▶ **WHAT THE TASK ASKS**: Please restate the entries verbatim. The copy should hold no pictures.

★ ★ ★

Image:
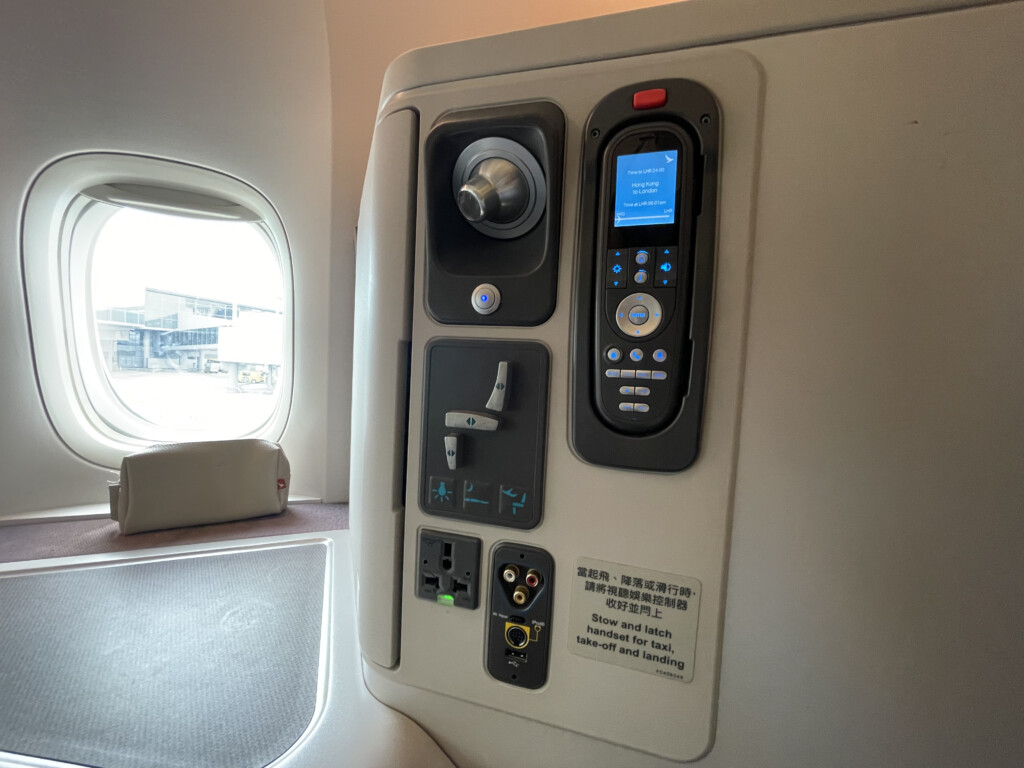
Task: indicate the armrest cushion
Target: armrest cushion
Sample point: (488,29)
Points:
(195,483)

★ ★ ★

▶ **TASK SOLUTION**:
Image:
Task: indicate the armrest cushion
Target: armrest cushion
Sample point: (488,29)
Points:
(195,483)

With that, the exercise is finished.